Task to carry out: Exact copy, no pictures: repeat the data that follows.

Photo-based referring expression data
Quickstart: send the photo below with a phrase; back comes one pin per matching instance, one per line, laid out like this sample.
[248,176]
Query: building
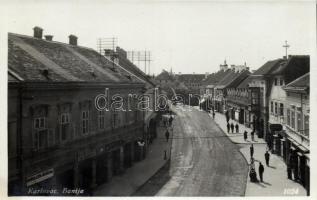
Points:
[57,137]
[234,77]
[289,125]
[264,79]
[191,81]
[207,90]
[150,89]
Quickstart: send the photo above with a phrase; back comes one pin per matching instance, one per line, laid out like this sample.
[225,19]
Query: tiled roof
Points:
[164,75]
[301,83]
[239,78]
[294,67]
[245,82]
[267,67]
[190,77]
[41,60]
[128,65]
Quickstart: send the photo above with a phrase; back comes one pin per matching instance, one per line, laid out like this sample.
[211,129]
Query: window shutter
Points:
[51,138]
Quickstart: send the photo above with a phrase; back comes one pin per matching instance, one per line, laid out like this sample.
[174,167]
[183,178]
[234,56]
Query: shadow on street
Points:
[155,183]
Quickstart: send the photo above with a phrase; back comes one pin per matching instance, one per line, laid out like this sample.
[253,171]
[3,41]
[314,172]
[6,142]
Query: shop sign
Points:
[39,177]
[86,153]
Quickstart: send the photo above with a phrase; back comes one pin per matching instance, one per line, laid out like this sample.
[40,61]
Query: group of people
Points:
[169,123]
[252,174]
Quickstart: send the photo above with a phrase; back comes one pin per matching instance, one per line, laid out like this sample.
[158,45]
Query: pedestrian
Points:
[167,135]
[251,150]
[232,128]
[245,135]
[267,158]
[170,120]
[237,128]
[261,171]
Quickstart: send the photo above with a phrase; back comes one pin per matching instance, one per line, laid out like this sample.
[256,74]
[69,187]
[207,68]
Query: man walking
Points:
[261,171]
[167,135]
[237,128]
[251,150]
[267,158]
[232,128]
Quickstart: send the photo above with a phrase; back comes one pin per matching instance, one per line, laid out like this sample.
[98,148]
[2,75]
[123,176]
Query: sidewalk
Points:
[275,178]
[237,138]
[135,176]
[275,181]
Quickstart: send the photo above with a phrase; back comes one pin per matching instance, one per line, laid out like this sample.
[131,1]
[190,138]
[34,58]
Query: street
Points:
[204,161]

Reply to the task:
Quickstart: send the photo below with a phrase; back comes one pin per matching instance, one per line, laid out like this sample.
[248,176]
Query: building
Points:
[57,137]
[234,77]
[289,125]
[264,79]
[191,81]
[207,90]
[150,89]
Quickstart: send the photo above with a phrase; back comes one pin per matching instance, one per line, laid out like this sample.
[225,19]
Query: tiled roof
Points:
[164,75]
[301,83]
[239,78]
[294,67]
[245,82]
[267,67]
[190,77]
[41,60]
[128,65]
Quickstart: send the photo above with a phrase; back comes one pin per matching instance, one per line, laid out like this sample.
[211,129]
Query: window shutter
Points:
[51,138]
Quickstart: send the photo above with a phrase; back comes one pin per matching instance, one per line, laid out like this sample.
[174,167]
[183,178]
[234,56]
Query: shadow on street
Points:
[155,183]
Quickstart: send the photo above with a phrase; back comes one pin per matching instance, one per line, laid out like this sample.
[253,171]
[3,41]
[314,172]
[6,142]
Query: shop sign
Points:
[39,177]
[86,153]
Quickstart: send the photo above with a phrase; back comes one pin per matching instance, one per line, laid out like this sample.
[40,61]
Query: group of people
Points:
[169,123]
[252,174]
Quickstart: send the photo above with a phrase; back comes one pin per matching instance, one per line, laid out like this sample.
[158,45]
Query: pedestrian
Points:
[167,135]
[251,150]
[232,128]
[245,135]
[267,158]
[170,120]
[237,128]
[261,171]
Quickstart: send the photo above with a phrase; back comes one pin per matching instance, one per line, laid out like this sample.
[256,74]
[69,187]
[207,68]
Query: man walking
Points:
[261,171]
[167,135]
[237,128]
[251,150]
[267,158]
[232,128]
Quickstart: send the photo above with a phrase; back comes one pin per matching instance, one per line, laid out like this sample.
[98,148]
[2,75]
[123,176]
Query: sidewalk
Points:
[275,178]
[237,138]
[135,176]
[275,181]
Quickstart: send the photo above with a phrase; back comes one pin per matching instance, one per line, laid out like this sample.
[131,1]
[190,138]
[34,58]
Query: street
Points:
[204,161]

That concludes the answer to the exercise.